Instructions to follow> Edit the entries below, replacing every occurrence of "innermost point" with "central point" and leaving everything else unchanged.

====

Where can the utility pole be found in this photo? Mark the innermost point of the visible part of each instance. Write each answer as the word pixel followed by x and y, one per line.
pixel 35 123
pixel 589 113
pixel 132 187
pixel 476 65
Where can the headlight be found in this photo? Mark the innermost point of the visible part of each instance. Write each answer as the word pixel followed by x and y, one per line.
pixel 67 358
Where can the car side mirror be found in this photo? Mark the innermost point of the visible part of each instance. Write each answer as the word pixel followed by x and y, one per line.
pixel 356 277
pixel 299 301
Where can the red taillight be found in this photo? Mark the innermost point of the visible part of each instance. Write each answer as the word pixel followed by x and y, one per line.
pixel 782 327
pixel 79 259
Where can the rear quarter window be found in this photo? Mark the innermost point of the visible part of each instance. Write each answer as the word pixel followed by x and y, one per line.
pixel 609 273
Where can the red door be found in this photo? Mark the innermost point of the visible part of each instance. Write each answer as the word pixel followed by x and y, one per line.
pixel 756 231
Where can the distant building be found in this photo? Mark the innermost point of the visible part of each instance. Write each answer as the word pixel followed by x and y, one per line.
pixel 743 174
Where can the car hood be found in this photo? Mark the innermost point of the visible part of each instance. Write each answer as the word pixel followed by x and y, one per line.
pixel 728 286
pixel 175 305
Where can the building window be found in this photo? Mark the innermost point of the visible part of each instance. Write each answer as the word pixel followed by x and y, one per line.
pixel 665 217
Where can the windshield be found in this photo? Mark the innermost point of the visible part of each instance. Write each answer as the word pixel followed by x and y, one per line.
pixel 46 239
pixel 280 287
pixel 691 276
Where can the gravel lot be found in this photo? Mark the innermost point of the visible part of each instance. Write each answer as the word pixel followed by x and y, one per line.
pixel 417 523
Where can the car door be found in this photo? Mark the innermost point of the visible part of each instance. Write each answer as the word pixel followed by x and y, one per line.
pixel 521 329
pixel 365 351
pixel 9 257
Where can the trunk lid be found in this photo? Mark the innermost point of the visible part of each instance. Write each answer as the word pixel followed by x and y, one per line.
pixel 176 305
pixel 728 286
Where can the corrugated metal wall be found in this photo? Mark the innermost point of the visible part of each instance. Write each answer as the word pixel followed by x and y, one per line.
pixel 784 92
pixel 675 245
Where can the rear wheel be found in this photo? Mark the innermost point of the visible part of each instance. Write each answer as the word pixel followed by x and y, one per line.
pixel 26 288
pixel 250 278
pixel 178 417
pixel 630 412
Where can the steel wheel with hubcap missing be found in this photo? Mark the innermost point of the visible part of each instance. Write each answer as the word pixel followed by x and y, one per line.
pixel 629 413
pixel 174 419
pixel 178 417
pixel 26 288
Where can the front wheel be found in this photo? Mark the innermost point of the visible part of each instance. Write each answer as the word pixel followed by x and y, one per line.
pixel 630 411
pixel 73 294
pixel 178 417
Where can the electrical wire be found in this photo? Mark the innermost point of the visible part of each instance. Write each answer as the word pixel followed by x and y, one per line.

====

Solution to this exercise>
Where can the utility pole be found in this photo? Mark the central point of the visible part of each instance. Write each answer as the word pixel followed by x and y, one per line.
pixel 35 123
pixel 589 113
pixel 132 187
pixel 476 65
Where can the headlight be found in this photo? Mark the central point of the visible part of each instance. Write each answer as the word pixel followed by x and y, one per line.
pixel 67 358
Where can the car side mirror be found in this photo? Mark the central point of the visible part of each instance. Write each answer as the word pixel followed by x and y, one per line.
pixel 356 277
pixel 299 301
Where can the red taillight be found in this photo? Mark the central point of the visible part of each instance. Write each answer as the word pixel followed by x and y, one per line.
pixel 782 327
pixel 79 259
Where can the rear quarter window be found in this photo? Mark the central point of the visible part of each instance. Write each answer as the word pixel followed by x and y, one per line.
pixel 609 273
Where can the red door be found in this photo? Mark the central point of the visible part of each instance. Write each answer as the word pixel followed by x and y, one per line.
pixel 756 231
Where can the distant building be found in this photo? Mark the central point of the visible part of each instance. Write each answer as the word pixel followed by x and y, one per line.
pixel 743 174
Where can the car hood be found in this photo? Mark the central point of the visible part of each instance. Write each answer as the word pixel followed by x and y, one per line.
pixel 728 286
pixel 175 305
Where can the building window be found in this photo? Mark the central point of the visible part of each instance. Write each answer as the word pixel followed by x and y, one per line.
pixel 665 217
Where can the windshield be found in this photo? Mark the central point of the visible part of each instance. Write each answer as the word pixel followed by x and y, one per line.
pixel 46 239
pixel 280 287
pixel 691 276
Where can the gravel lot be found in this photo? Mark the central point of the visible part of each instance. Write each answer as the word pixel followed by x and y, one per line.
pixel 417 523
Where can the car door be found in this photo? Mark the central point of the visible part of each instance. Write each answer as the word pixel followed by x and y, one per line.
pixel 521 329
pixel 365 351
pixel 9 257
Where can the trunk lid be found in this photo? Mark the central point of the visible part of each instance. Write each answer as the word pixel followed by x and y, one per line.
pixel 176 305
pixel 728 286
Where can the corrugated metal wall be found in this photo? Mark the central point of the visible part of each instance. Write each answer as the word pixel followed by x and y, one per line.
pixel 784 92
pixel 675 245
Where can the rear wheel be found in this photo? Mark the central point of the visible part of each instance. Write each answer as the word pixel followed by x and y, one per line.
pixel 26 288
pixel 250 278
pixel 178 417
pixel 630 412
Where can the steel wheel with hubcap missing be found in this photo? Mark the central point of the visible part of each instance. Write each answer as the word pixel followed by x and y, one per line.
pixel 629 413
pixel 174 419
pixel 178 417
pixel 26 288
Where can the front wheel be found in this photo? Mark the central point of the visible part of each instance. Write each answer as the word pixel followed by x and y, one per line.
pixel 630 411
pixel 73 294
pixel 178 417
Where can the electrical wire be found in this photo? Mark the central point of the visible part of each instance. Write each answer as the word pixel followed by x and y, one per line.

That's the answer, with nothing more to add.